(Annotated coordinate records)
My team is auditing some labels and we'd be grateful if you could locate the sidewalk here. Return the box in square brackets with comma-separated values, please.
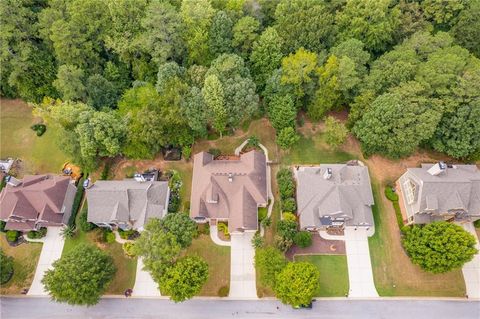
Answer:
[28, 227, 65, 296]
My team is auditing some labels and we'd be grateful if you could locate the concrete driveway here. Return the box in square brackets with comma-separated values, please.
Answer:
[28, 227, 65, 296]
[461, 223, 480, 299]
[132, 257, 161, 297]
[229, 232, 258, 299]
[345, 227, 378, 298]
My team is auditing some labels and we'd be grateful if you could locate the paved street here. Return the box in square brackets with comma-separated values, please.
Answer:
[0, 298, 480, 319]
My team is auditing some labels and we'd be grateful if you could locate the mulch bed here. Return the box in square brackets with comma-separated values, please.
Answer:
[285, 233, 345, 260]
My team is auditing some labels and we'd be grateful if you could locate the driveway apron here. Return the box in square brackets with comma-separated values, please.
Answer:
[229, 232, 257, 299]
[345, 227, 378, 298]
[132, 257, 161, 297]
[28, 227, 65, 296]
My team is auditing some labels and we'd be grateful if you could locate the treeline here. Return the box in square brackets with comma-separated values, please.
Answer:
[0, 0, 480, 167]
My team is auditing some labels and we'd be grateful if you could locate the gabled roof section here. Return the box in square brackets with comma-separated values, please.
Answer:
[296, 164, 374, 227]
[190, 151, 268, 232]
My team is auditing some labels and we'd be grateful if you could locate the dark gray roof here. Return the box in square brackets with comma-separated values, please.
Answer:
[296, 164, 373, 228]
[87, 179, 169, 229]
[404, 164, 480, 214]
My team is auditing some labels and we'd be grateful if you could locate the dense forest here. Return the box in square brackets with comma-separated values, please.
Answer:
[0, 0, 480, 170]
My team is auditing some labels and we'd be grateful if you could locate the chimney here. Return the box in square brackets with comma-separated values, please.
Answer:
[133, 173, 145, 183]
[323, 167, 332, 179]
[428, 162, 447, 176]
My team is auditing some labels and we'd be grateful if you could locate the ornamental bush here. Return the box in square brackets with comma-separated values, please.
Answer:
[0, 248, 13, 285]
[293, 231, 312, 248]
[402, 221, 478, 273]
[42, 244, 116, 305]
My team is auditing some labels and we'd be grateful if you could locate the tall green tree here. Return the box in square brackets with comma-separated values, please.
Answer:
[232, 16, 260, 59]
[42, 244, 116, 306]
[180, 0, 215, 64]
[208, 11, 233, 57]
[275, 262, 320, 306]
[250, 27, 283, 90]
[336, 0, 400, 52]
[402, 222, 478, 273]
[275, 0, 336, 53]
[160, 256, 208, 302]
[353, 82, 442, 158]
[202, 74, 228, 137]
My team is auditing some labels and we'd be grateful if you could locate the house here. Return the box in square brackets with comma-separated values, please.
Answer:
[86, 173, 170, 231]
[190, 151, 268, 233]
[0, 174, 77, 231]
[397, 162, 480, 224]
[295, 164, 374, 231]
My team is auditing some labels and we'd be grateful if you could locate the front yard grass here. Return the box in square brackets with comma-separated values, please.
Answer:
[184, 234, 230, 296]
[62, 209, 137, 295]
[295, 255, 349, 297]
[0, 99, 67, 175]
[369, 180, 465, 297]
[0, 233, 42, 295]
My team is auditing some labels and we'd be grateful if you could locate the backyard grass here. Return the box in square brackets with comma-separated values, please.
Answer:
[295, 255, 348, 297]
[62, 209, 137, 295]
[184, 234, 230, 296]
[0, 233, 42, 295]
[0, 99, 67, 175]
[369, 180, 465, 297]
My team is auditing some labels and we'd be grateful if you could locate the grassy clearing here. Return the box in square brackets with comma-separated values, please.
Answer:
[0, 233, 42, 295]
[295, 255, 349, 297]
[184, 235, 230, 296]
[0, 99, 67, 174]
[369, 178, 465, 297]
[62, 209, 137, 295]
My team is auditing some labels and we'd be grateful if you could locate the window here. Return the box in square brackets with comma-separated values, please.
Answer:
[403, 179, 417, 204]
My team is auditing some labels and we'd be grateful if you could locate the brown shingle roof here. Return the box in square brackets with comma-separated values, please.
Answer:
[190, 151, 267, 232]
[0, 175, 75, 230]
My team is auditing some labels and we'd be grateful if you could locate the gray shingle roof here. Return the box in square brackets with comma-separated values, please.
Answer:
[402, 164, 480, 215]
[87, 179, 169, 229]
[296, 164, 374, 228]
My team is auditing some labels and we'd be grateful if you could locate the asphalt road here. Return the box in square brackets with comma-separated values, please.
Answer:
[0, 297, 480, 319]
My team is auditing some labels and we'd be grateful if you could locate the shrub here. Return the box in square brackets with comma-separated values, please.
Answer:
[258, 207, 268, 222]
[0, 220, 7, 233]
[78, 208, 97, 232]
[217, 286, 230, 297]
[0, 248, 13, 285]
[27, 227, 47, 239]
[30, 124, 47, 136]
[6, 230, 20, 243]
[282, 212, 297, 222]
[122, 242, 136, 258]
[282, 197, 297, 212]
[277, 219, 297, 240]
[208, 148, 222, 158]
[402, 221, 478, 273]
[293, 231, 312, 248]
[217, 223, 230, 238]
[262, 217, 272, 227]
[385, 186, 398, 202]
[104, 230, 115, 244]
[252, 233, 265, 249]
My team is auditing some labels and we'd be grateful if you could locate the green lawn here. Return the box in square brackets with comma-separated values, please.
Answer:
[281, 133, 357, 165]
[0, 233, 42, 295]
[295, 255, 348, 297]
[0, 99, 67, 174]
[369, 178, 465, 297]
[184, 235, 230, 296]
[62, 209, 137, 295]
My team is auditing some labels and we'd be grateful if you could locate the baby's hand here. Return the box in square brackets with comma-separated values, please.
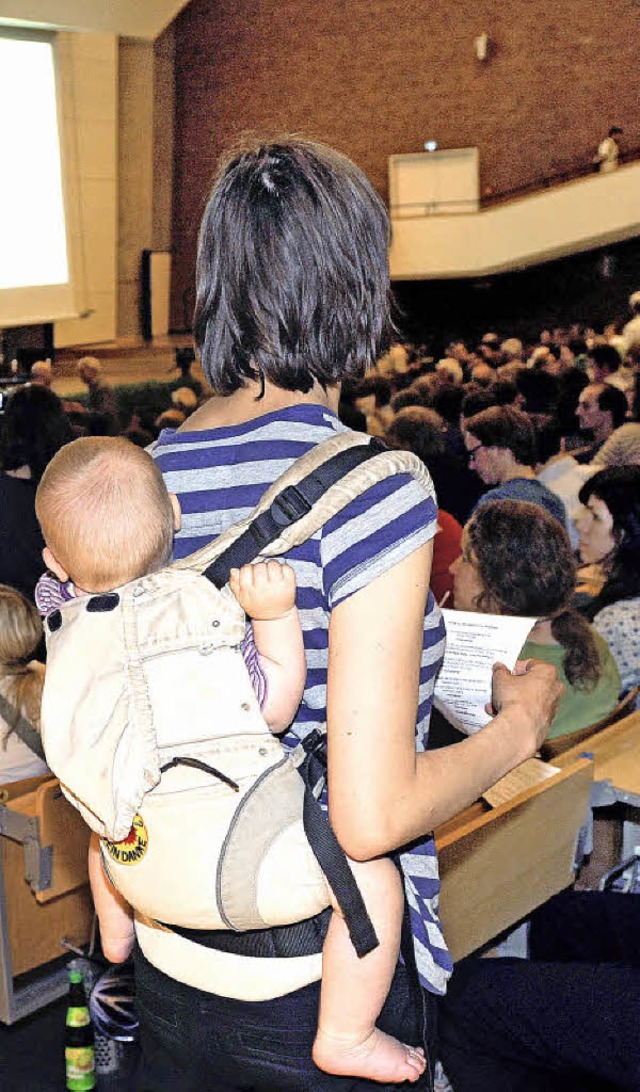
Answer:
[229, 561, 296, 621]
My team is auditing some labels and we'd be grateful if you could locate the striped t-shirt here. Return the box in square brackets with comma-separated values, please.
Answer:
[152, 403, 451, 994]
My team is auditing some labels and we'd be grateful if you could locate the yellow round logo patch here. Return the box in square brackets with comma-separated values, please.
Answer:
[103, 815, 149, 865]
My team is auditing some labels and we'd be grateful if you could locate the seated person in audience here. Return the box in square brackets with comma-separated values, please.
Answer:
[37, 437, 426, 1082]
[451, 500, 620, 739]
[515, 368, 560, 414]
[0, 584, 49, 784]
[577, 466, 640, 708]
[533, 416, 594, 549]
[589, 420, 640, 471]
[0, 385, 73, 600]
[464, 406, 567, 526]
[586, 342, 621, 387]
[438, 891, 640, 1092]
[576, 383, 627, 463]
[78, 356, 119, 436]
[29, 360, 54, 388]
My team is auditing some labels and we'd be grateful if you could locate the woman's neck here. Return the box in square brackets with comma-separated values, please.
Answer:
[181, 381, 340, 432]
[519, 618, 559, 644]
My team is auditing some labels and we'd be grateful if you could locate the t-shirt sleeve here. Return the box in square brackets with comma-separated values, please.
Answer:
[321, 474, 438, 609]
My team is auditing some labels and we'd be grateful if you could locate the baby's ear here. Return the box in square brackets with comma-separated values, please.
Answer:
[169, 492, 182, 531]
[43, 546, 69, 584]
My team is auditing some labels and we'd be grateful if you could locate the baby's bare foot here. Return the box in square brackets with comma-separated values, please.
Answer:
[313, 1028, 426, 1084]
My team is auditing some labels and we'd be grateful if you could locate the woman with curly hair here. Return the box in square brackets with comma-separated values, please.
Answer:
[0, 584, 48, 784]
[0, 384, 73, 600]
[576, 466, 640, 693]
[451, 500, 620, 739]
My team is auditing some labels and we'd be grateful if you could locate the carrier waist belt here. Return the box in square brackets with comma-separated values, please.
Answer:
[161, 906, 331, 959]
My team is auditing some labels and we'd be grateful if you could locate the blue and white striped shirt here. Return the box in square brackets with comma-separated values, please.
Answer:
[153, 403, 451, 994]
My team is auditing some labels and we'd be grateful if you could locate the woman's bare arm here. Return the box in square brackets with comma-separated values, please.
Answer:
[328, 544, 561, 860]
[88, 834, 134, 963]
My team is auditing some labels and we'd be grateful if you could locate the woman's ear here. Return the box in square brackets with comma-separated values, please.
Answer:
[43, 546, 69, 584]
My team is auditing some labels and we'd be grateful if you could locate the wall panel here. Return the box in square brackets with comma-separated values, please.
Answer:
[173, 0, 640, 328]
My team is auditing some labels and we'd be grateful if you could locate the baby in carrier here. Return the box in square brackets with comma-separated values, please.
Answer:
[36, 437, 425, 1082]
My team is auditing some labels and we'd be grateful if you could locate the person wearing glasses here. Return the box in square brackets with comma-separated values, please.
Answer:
[464, 406, 567, 527]
[576, 383, 628, 463]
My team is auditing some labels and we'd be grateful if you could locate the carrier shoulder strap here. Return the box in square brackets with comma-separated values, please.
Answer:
[0, 693, 45, 761]
[175, 432, 434, 587]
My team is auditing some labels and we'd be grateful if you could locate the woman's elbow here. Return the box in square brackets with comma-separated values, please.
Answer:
[335, 822, 396, 863]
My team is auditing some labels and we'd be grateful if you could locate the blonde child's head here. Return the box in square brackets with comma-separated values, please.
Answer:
[36, 436, 179, 592]
[0, 584, 43, 739]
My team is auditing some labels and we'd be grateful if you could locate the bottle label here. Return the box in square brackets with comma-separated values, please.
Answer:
[64, 1046, 95, 1092]
[67, 1005, 91, 1028]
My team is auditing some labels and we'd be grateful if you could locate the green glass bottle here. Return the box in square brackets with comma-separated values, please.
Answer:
[64, 971, 96, 1092]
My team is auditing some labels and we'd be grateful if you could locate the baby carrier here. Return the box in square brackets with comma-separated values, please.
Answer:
[42, 432, 432, 953]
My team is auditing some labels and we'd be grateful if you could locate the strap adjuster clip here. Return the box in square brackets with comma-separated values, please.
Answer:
[269, 485, 312, 527]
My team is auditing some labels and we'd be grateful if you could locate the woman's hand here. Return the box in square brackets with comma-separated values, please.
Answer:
[487, 660, 565, 750]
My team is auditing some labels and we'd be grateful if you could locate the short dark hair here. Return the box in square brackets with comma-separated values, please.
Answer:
[0, 384, 73, 485]
[467, 500, 602, 690]
[596, 383, 629, 428]
[578, 466, 640, 618]
[386, 406, 445, 466]
[194, 137, 392, 394]
[464, 406, 535, 466]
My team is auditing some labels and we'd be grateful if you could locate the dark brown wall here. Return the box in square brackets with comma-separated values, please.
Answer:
[173, 0, 640, 328]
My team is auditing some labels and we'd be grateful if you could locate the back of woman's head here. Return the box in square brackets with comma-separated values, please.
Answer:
[0, 584, 43, 670]
[0, 584, 43, 734]
[467, 500, 601, 688]
[384, 406, 445, 465]
[0, 385, 73, 483]
[464, 406, 536, 466]
[194, 138, 391, 394]
[578, 466, 640, 617]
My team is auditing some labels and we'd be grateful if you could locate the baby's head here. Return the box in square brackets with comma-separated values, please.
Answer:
[36, 436, 179, 592]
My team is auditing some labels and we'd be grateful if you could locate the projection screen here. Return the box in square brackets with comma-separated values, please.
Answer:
[0, 27, 78, 328]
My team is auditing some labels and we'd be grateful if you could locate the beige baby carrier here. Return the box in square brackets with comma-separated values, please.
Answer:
[42, 432, 431, 953]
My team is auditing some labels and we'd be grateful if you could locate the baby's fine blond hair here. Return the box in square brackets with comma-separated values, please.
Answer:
[36, 436, 174, 592]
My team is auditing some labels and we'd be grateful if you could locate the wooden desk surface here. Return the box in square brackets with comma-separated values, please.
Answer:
[552, 711, 640, 803]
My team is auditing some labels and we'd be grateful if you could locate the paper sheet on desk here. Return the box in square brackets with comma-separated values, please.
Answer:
[435, 609, 536, 735]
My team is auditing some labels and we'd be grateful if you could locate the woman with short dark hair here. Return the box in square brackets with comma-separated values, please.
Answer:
[0, 385, 73, 601]
[94, 139, 558, 1092]
[576, 466, 640, 693]
[451, 500, 620, 739]
[464, 406, 567, 526]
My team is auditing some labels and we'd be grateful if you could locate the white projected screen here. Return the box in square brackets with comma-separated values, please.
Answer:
[0, 35, 70, 325]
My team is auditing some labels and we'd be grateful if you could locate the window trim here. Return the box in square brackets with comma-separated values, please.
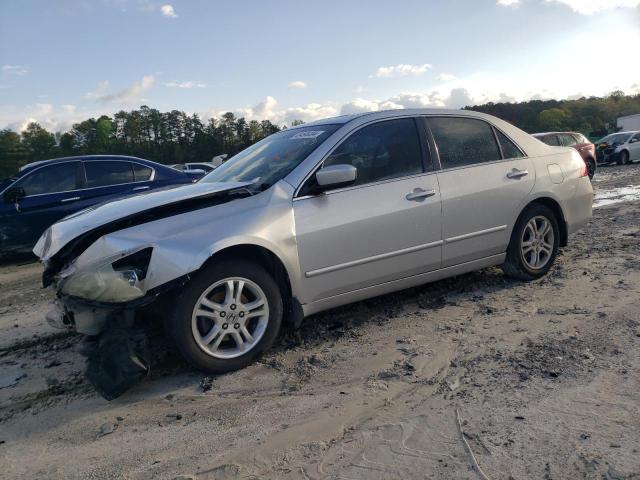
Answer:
[422, 114, 529, 172]
[293, 114, 430, 201]
[11, 158, 156, 198]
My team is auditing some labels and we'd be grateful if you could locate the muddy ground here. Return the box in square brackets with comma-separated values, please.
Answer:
[0, 165, 640, 480]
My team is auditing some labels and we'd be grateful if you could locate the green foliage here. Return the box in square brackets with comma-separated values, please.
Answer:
[465, 90, 640, 137]
[0, 106, 280, 178]
[0, 91, 640, 178]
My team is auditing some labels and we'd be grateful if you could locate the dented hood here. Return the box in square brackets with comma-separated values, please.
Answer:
[33, 182, 251, 263]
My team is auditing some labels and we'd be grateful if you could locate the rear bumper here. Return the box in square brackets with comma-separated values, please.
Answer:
[596, 150, 620, 164]
[563, 177, 593, 234]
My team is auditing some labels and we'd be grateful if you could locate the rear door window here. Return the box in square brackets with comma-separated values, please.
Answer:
[324, 118, 423, 185]
[558, 133, 578, 147]
[132, 163, 153, 182]
[16, 162, 80, 196]
[84, 160, 134, 188]
[540, 133, 560, 147]
[429, 117, 502, 169]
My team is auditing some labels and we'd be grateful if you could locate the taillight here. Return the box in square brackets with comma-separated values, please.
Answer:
[580, 161, 589, 177]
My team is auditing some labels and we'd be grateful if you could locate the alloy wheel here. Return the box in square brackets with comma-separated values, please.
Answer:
[191, 277, 269, 359]
[520, 215, 555, 270]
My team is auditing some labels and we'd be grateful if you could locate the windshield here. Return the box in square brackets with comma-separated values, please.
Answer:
[200, 125, 340, 188]
[598, 133, 631, 144]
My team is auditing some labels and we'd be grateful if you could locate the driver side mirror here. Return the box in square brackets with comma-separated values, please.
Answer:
[316, 164, 358, 192]
[3, 187, 27, 203]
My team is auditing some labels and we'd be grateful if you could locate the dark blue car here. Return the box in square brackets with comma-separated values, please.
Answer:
[0, 155, 202, 257]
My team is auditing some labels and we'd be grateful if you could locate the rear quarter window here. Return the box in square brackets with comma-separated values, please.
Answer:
[16, 162, 79, 196]
[496, 129, 524, 158]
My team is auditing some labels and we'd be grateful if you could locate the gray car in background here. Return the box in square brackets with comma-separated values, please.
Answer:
[34, 110, 592, 397]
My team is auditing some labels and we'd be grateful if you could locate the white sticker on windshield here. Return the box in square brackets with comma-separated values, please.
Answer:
[291, 130, 324, 140]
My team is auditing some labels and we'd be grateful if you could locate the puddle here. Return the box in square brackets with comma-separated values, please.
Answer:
[593, 185, 640, 208]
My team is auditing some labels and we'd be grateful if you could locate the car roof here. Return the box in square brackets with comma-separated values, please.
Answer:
[531, 132, 582, 137]
[290, 108, 510, 129]
[19, 155, 164, 175]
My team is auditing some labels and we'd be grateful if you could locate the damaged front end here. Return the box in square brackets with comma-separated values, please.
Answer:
[34, 184, 251, 400]
[47, 247, 157, 400]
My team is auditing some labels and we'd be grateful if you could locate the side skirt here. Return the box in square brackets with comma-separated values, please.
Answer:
[302, 253, 507, 317]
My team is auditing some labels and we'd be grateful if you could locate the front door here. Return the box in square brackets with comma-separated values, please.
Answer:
[293, 118, 442, 303]
[0, 161, 83, 254]
[428, 117, 535, 267]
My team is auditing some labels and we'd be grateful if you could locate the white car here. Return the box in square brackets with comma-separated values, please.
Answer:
[596, 131, 640, 165]
[34, 110, 593, 397]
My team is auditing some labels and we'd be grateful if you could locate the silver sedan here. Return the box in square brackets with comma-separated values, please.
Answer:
[35, 110, 592, 398]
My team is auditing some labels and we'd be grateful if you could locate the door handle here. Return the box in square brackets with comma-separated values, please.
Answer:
[507, 168, 529, 180]
[405, 188, 436, 201]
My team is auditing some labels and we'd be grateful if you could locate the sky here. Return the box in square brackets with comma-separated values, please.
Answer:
[0, 0, 640, 131]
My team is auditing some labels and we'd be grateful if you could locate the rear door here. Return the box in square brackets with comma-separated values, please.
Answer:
[293, 117, 442, 303]
[628, 132, 640, 161]
[1, 161, 83, 252]
[83, 160, 138, 204]
[428, 116, 535, 267]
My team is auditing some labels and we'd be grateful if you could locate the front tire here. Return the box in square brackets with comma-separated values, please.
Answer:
[170, 260, 283, 374]
[502, 204, 560, 280]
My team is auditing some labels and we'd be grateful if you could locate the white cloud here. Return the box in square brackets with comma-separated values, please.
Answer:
[436, 73, 456, 82]
[288, 80, 307, 90]
[2, 65, 29, 77]
[374, 63, 431, 78]
[340, 98, 404, 115]
[164, 80, 207, 88]
[496, 0, 640, 15]
[208, 95, 339, 125]
[84, 75, 156, 103]
[160, 5, 178, 18]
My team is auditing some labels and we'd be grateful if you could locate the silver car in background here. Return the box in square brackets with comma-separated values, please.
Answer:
[34, 110, 592, 398]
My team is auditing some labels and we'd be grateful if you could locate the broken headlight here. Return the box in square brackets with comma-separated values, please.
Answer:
[61, 248, 152, 303]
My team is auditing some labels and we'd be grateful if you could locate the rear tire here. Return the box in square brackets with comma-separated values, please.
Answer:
[169, 260, 283, 374]
[586, 158, 597, 180]
[502, 203, 560, 280]
[618, 150, 629, 165]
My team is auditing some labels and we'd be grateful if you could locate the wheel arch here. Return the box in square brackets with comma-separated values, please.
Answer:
[518, 197, 569, 247]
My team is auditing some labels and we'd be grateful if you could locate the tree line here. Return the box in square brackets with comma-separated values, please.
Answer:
[0, 91, 640, 179]
[0, 106, 282, 178]
[465, 90, 640, 139]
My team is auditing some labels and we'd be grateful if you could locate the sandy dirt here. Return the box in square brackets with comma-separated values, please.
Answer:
[0, 165, 640, 480]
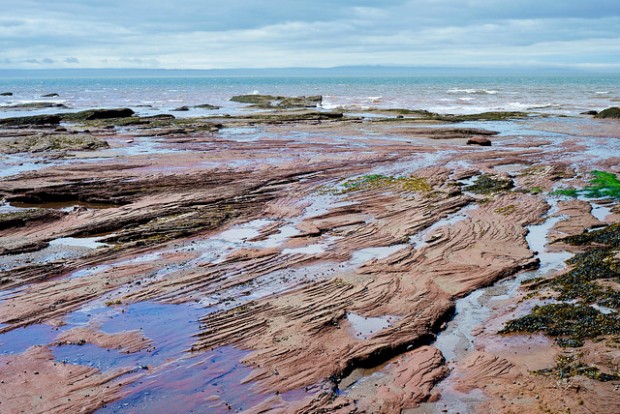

#### DIRECTIONS
Rewrite the lines between the one containing "the green foliage" and the one containing "[563, 177, 593, 234]", inclusive, replacing "dented hood" with "crumpled hood" and leaving everything else unchanged.

#### SOLUTION
My team is auditing some labels and we'd be grateful if you could locate the green foliage here. Return the box in square brackets with comma-separated values, please.
Answer:
[465, 90, 640, 137]
[0, 106, 280, 178]
[0, 91, 640, 178]
My team is auditing some labels and we'd be grateful if you could locate the crumpled hood here. Return the box in square brackets with comma-separated values, please.
Answer:
[33, 182, 251, 263]
My team is auditing some labels and we'd be grateful if you could locate the rear bumper here. Return the box in square brackets with comma-separated values, please.
Answer:
[596, 150, 620, 164]
[563, 177, 593, 234]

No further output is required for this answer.